=== Begin Enclosure ===

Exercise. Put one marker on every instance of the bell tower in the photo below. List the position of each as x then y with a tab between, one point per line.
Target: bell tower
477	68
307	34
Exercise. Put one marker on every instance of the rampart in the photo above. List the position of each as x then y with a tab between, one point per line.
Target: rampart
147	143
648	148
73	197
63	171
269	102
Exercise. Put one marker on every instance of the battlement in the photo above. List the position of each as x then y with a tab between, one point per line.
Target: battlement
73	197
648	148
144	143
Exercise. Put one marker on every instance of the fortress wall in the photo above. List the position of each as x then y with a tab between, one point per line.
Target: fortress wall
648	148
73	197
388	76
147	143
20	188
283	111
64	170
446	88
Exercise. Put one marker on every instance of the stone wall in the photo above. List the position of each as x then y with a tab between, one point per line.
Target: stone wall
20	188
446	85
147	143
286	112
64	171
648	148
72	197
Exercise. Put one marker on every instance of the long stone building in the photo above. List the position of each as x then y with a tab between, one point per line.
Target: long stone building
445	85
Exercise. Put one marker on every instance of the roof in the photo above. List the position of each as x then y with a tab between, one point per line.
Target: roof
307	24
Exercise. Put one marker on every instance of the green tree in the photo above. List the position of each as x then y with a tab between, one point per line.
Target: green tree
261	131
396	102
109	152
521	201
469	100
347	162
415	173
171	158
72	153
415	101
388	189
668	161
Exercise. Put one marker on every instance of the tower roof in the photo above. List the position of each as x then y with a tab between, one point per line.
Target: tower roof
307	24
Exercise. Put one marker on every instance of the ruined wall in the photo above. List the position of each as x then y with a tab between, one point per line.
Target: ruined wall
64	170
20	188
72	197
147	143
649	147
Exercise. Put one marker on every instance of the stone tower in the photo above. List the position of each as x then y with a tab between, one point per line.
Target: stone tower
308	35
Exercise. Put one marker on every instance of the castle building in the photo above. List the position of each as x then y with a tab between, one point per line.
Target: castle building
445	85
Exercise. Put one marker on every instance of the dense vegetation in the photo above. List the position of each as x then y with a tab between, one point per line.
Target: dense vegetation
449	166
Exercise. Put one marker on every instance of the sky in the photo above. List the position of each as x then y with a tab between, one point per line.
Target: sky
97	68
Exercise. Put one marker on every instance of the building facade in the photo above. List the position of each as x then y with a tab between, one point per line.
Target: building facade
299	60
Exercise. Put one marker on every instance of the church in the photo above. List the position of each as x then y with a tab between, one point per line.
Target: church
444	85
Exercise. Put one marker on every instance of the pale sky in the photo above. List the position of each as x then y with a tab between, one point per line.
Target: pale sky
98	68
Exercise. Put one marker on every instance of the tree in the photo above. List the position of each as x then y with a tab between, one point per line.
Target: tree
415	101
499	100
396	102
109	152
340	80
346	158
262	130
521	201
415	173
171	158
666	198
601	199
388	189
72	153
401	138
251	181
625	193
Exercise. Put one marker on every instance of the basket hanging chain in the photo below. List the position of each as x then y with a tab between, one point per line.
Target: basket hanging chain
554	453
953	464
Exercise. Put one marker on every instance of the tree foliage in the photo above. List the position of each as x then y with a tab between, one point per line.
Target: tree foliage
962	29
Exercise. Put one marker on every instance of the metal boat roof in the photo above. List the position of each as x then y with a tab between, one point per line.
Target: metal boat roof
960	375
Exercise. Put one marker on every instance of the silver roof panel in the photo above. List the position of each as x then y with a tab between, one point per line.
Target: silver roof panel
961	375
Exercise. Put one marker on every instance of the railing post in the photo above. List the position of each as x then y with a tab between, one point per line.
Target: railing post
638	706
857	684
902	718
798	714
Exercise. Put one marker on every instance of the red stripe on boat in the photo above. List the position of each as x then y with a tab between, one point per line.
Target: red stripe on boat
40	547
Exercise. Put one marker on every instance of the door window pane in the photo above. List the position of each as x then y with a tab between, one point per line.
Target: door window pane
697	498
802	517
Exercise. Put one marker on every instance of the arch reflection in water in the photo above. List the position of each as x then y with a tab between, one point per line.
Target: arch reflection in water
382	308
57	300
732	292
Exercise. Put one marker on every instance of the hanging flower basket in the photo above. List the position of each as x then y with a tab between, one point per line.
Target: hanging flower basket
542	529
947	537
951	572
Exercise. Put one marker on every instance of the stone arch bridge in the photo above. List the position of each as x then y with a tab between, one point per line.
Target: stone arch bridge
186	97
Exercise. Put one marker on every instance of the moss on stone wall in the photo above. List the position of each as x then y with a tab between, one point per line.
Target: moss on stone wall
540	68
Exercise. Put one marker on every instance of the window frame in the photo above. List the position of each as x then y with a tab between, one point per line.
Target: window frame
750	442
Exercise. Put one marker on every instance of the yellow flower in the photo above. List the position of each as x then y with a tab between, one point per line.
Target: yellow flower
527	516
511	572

=== End Enclosure ===
=== Begin Enclosure ===

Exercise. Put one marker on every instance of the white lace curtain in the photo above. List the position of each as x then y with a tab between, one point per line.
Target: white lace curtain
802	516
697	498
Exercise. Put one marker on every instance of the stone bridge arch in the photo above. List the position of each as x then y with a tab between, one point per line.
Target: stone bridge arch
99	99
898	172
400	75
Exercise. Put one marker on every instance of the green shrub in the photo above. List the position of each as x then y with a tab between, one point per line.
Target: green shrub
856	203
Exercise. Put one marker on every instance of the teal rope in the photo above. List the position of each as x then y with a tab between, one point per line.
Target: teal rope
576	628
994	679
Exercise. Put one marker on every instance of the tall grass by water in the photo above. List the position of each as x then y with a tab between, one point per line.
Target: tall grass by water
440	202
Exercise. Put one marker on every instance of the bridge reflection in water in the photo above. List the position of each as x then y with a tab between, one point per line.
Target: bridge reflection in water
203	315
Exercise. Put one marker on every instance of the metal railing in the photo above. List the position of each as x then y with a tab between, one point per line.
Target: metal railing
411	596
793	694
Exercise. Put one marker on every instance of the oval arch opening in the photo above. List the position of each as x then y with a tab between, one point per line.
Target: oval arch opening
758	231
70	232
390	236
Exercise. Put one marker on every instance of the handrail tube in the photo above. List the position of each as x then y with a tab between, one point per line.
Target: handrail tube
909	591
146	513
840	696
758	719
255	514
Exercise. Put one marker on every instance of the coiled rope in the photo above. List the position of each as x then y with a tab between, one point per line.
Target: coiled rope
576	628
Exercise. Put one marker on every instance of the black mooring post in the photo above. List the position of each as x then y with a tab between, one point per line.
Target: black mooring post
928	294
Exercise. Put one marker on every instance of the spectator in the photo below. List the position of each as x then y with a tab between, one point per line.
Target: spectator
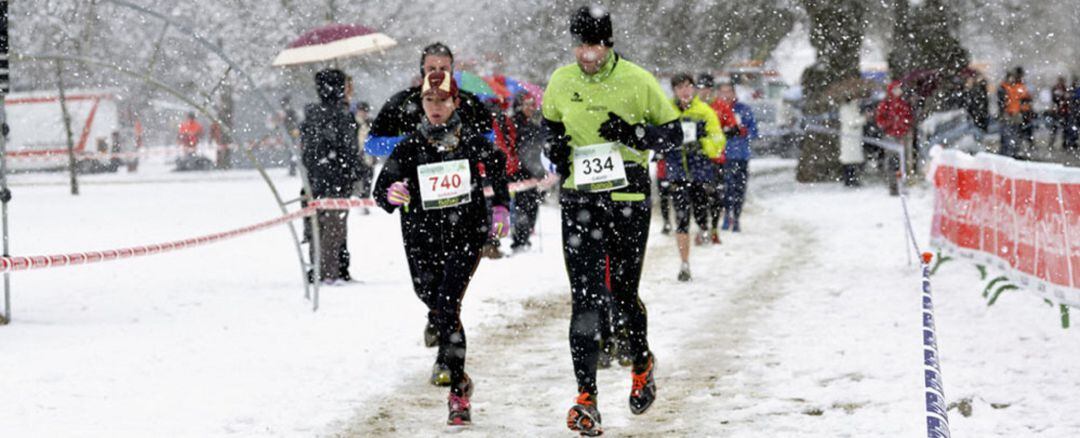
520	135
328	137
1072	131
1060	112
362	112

=== End Enclosure ===

PROBLEM REQUIREMENTS
Look above for the line containing "Target: white lace curtain" and the line containing "Exercise. Put one marker on every instance of the bridge". Transcribe both, with the lines between them, exactly.

YOUR RESPONSE
Target: white lace curtain
802	516
697	498
Exercise. Put one marker on every instance of the stone bridge arch in the photo above. List the position of each as x then y with a tab between, one point per line.
Target: stone bridge arch
99	99
898	172
400	75
Exercise. Put one marker on every instance of the green shrub in the photo above. List the position of each as x then y with a tab between, one point per line.
Target: green shrub
856	203
Exercise. Put one marker on every instance of the teal rope in the photo above. List the position of each as x then y with a tab between, one point per line.
Target: teal rope
576	628
994	679
Exercise. Put one marker on every instance of the tall grass by water in the photo above. List the position of each as x then y with a tab between, one point per line.
Target: tall grass by water
440	202
Exercise. Put one marker on every instance of the bridge reflection in water in the photo above. List the position of each as x then y with a tab between, one point per line.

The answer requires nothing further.